━━━ GIVEN TEXT ━━━

Pitt experiment to be conducted on board space shuttle

When John Glenn and the space shuttle Discovery reach orbit following today's scheduled launch from Kennedy Space Center, one of the first operations to take place will be a Pitt biological sciences experiment.

Mission specialist Pedro Duque will begin a protein crystallization experiment. The research is designed to provide scientists with a variety of crystals grown in micro-gravity. The crystals will be returned to Pitt for visualization analysis by X-ray diffraction. "The experiment runs for the duration of the shuttle flight, and the longer it runs, the better, so we want it to start as soon as possible after launch," said John Rosenberg, professor of biological sciences.

The experiment is the first stage in ongoing efforts to visualize the atomic structure of protein molecules. Structural knowledge helps Rosenberg and his colleagues understand how these molecules work in living cells. "This is basic research. We crystallize proteins in space because it has been seen that a micro-gravity environment often yields crystals that are better ordered, and that translates into better image quality from our X-ray diffraction," said Rosenberg. Rosenberg and Pitt scientists will be looking at four specific protein structures: EcoRI endonuclease, GroEL, BiP, and RepC. Rosenberg is studying EcoRI endonuclease, a gene-splicing enzyme.

━━━

■ THE TASK ■
Copy out the entire text about the Pitt protein crystallization experiment on the space shuttle word for word.

━━━ RECORDED INFORMATION ━━━

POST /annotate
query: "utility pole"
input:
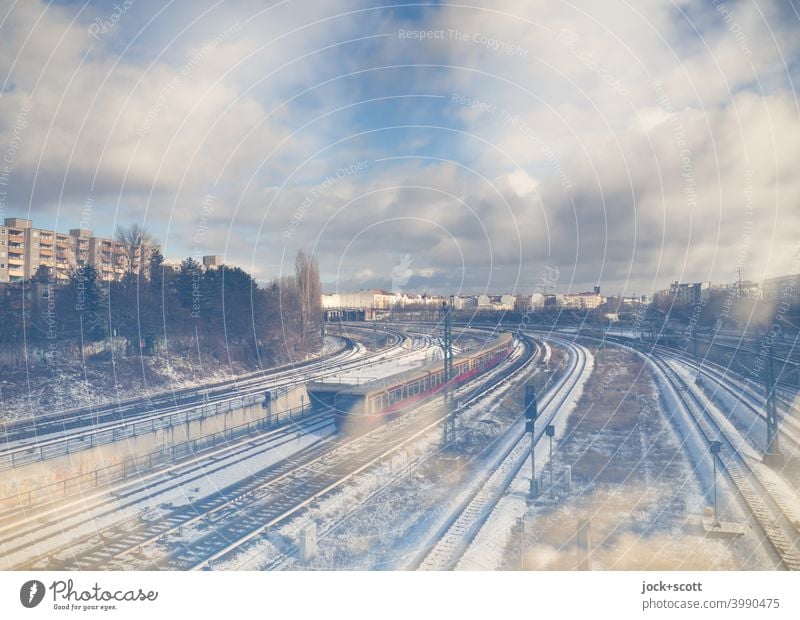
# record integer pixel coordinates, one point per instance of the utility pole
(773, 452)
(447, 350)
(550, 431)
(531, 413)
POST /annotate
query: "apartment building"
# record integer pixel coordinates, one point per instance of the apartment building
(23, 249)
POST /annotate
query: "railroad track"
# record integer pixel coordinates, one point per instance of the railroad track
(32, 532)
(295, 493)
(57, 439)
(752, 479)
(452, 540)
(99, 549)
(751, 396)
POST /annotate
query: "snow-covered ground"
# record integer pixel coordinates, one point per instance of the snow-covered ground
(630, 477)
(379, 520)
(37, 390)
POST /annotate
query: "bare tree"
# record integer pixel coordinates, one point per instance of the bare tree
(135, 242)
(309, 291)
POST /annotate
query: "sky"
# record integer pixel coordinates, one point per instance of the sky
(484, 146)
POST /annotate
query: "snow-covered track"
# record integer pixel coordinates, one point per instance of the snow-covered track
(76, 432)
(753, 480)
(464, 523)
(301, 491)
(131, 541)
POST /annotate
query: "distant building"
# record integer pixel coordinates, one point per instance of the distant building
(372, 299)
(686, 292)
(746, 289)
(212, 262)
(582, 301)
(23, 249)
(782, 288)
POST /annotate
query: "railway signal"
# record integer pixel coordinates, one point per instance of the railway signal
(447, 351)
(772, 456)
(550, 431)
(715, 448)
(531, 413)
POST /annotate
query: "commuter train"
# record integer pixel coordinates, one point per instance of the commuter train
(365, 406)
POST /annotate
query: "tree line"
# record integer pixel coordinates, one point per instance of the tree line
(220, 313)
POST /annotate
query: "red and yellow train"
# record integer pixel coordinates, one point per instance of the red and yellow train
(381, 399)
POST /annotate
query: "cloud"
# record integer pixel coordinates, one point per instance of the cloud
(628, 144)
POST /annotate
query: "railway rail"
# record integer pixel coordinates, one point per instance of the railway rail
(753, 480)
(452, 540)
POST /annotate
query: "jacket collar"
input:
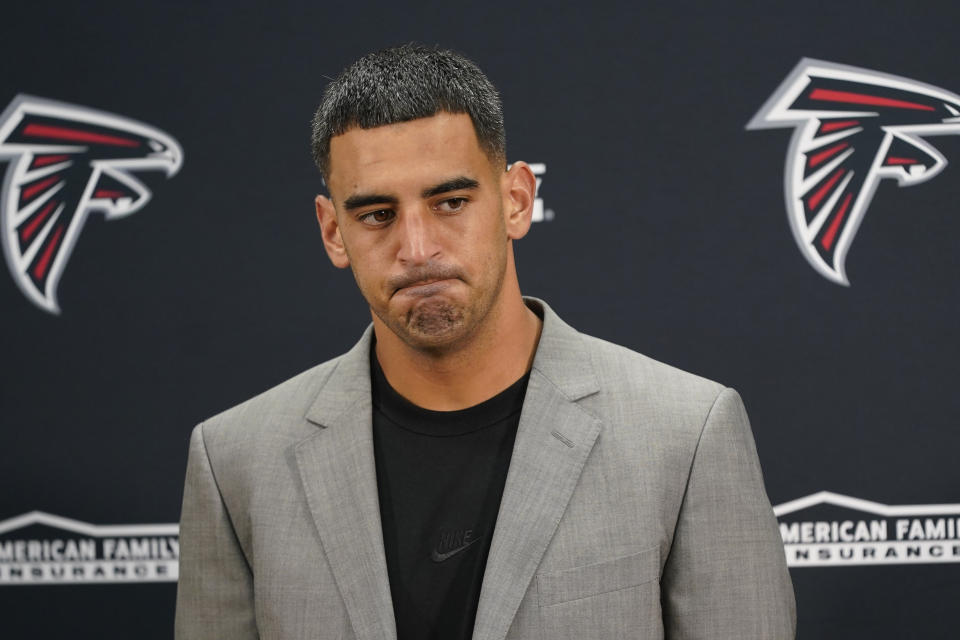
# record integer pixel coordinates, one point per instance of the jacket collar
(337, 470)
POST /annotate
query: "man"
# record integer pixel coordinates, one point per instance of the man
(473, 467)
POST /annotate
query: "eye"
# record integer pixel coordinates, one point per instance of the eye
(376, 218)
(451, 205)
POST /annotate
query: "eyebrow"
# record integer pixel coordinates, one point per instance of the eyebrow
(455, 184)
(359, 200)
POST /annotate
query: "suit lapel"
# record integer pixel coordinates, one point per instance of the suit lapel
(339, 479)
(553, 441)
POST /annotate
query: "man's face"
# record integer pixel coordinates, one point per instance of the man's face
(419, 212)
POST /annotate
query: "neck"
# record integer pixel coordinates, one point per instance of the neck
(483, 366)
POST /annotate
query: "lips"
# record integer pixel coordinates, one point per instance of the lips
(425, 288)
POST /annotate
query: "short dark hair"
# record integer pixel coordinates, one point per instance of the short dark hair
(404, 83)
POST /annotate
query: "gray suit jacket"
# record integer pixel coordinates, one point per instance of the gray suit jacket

━━━
━━━ RECORDED INFORMATION ━━━

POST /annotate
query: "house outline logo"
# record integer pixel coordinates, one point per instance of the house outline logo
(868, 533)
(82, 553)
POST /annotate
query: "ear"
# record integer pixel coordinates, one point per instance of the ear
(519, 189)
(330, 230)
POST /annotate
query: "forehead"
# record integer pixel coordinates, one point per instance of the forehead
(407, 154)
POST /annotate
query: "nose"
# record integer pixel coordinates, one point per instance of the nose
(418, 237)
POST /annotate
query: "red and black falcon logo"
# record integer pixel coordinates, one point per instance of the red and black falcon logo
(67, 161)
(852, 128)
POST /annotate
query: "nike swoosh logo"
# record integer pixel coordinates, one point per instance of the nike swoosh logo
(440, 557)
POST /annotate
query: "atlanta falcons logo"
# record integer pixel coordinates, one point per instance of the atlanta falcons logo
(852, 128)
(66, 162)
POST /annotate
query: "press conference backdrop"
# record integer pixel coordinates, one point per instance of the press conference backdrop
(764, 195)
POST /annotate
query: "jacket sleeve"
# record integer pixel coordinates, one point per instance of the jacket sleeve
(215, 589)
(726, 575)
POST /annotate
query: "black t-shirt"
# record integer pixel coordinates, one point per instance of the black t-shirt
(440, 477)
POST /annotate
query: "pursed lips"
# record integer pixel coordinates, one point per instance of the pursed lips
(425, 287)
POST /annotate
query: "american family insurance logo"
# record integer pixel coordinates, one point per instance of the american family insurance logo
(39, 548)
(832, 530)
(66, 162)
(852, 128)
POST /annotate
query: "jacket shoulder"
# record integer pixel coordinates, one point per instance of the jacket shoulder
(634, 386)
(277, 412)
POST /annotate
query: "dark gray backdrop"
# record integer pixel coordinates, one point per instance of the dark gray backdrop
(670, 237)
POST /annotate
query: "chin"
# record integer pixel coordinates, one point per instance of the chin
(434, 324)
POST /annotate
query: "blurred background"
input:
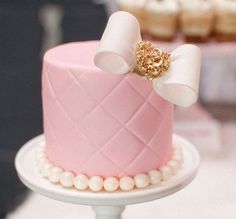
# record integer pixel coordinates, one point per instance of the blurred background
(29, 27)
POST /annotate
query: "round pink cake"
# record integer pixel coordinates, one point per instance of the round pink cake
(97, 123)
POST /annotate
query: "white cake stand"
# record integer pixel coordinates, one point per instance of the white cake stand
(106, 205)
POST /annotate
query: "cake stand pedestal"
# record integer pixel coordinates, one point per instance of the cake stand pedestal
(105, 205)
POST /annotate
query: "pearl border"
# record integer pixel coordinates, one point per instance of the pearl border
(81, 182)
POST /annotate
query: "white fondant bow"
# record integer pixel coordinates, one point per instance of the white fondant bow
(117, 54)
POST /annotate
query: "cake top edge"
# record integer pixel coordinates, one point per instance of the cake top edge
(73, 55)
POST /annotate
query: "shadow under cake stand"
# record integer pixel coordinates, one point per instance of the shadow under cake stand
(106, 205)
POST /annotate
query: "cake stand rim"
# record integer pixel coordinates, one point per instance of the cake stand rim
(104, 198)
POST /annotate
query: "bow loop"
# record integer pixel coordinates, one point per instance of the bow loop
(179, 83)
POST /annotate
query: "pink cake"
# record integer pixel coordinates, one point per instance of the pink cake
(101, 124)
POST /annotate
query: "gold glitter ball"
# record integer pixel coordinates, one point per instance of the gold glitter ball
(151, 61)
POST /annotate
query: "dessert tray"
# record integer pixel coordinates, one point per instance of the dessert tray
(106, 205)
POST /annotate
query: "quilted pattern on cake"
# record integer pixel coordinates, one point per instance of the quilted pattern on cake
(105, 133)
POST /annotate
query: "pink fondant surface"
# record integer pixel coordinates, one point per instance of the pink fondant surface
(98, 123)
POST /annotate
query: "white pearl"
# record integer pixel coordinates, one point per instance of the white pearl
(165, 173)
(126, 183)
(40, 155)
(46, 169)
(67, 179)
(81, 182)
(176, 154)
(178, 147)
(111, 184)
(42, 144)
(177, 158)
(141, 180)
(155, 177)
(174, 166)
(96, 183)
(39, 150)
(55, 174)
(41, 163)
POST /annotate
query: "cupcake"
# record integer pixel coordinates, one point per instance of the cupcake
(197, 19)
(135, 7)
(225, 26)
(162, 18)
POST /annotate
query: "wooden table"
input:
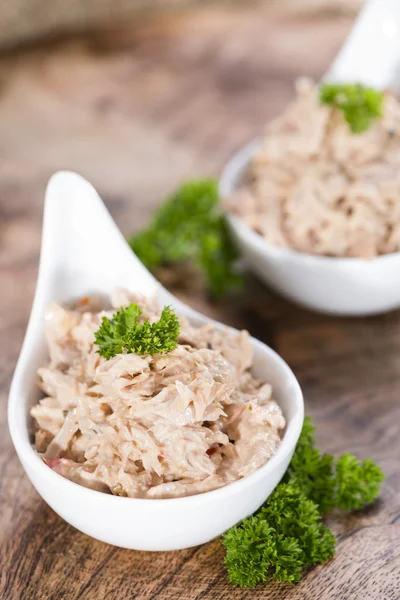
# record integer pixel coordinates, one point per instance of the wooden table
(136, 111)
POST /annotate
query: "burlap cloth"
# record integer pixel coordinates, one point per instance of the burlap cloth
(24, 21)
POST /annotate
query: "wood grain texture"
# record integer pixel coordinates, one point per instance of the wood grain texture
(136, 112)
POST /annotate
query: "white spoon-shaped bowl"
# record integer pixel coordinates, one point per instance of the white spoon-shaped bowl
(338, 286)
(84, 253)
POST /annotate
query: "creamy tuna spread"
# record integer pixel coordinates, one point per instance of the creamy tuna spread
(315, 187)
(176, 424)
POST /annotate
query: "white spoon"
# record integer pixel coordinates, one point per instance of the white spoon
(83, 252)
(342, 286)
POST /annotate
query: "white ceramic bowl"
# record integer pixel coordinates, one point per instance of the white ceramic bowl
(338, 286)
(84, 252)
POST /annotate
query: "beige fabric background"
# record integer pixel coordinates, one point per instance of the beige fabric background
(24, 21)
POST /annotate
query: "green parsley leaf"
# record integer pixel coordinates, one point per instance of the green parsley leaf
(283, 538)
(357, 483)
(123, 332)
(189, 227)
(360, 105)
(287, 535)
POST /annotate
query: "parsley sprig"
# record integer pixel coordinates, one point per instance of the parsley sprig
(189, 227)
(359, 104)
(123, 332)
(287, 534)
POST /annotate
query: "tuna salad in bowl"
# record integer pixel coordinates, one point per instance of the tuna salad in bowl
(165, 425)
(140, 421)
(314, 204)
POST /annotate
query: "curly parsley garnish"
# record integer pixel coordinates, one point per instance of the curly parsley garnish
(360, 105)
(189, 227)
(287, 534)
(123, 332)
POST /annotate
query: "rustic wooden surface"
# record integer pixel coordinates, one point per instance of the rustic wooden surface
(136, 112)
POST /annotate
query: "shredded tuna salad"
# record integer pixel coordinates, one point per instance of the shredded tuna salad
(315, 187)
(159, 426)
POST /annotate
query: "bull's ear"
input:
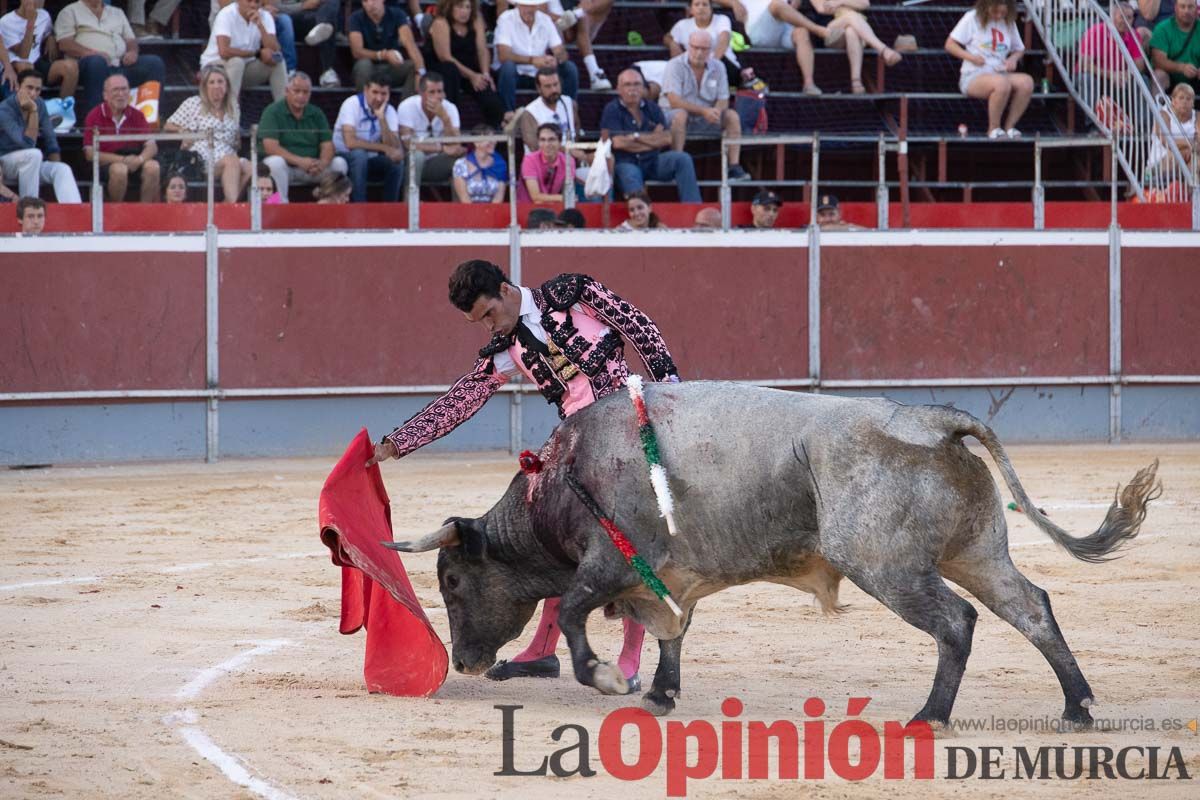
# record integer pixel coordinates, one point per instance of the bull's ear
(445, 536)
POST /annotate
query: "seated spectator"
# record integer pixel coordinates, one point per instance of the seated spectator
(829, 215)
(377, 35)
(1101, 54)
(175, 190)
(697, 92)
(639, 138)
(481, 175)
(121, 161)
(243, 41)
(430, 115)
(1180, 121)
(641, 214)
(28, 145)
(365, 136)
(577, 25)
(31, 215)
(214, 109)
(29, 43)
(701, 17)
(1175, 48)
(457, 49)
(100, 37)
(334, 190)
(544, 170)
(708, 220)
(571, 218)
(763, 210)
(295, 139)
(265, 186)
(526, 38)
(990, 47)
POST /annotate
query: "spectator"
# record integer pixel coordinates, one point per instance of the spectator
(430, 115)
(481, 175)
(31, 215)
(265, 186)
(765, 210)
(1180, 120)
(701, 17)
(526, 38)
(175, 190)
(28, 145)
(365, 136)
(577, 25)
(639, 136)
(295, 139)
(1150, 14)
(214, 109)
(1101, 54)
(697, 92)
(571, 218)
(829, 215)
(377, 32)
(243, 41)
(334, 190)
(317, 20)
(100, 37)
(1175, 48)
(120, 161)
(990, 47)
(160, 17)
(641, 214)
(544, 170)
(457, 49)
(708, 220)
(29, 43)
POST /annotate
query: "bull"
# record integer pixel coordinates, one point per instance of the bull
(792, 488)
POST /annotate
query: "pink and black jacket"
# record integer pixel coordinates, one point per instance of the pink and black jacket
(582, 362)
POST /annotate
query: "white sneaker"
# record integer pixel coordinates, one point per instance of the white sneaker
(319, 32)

━━━

■ RESPONSE AREA ■
Pitt experiment to be conducted on board space shuttle

When John Glenn and the space shuttle Discovery reach orbit following today's scheduled launch from Kennedy Space Center, one of the first operations to take place will be a Pitt biological sciences experiment.

Mission specialist Pedro Duque will begin a protein crystallization experiment. The research is designed to provide scientists with a variety of crystals grown in micro-gravity. The crystals will be returned to Pitt for visualization analysis by X-ray diffraction. "The experiment runs for the duration of the shuttle flight, and the longer it runs, the better, so we want it to start as soon as possible after launch," said John Rosenberg, professor of biological sciences.

The experiment is the first stage in ongoing efforts to visualize the atomic structure of protein molecules. Structural knowledge helps Rosenberg and his colleagues understand how these molecules work in living cells. "This is basic research. We crystallize proteins in space because it has been seen that a micro-gravity environment often yields crystals that are better ordered, and that translates into better image quality from our X-ray diffraction," said Rosenberg. Rosenberg and Pitt scientists will be looking at four specific protein structures: EcoRI endonuclease, GroEL, BiP, and RepC. Rosenberg is studying EcoRI endonuclease, a gene-splicing enzyme.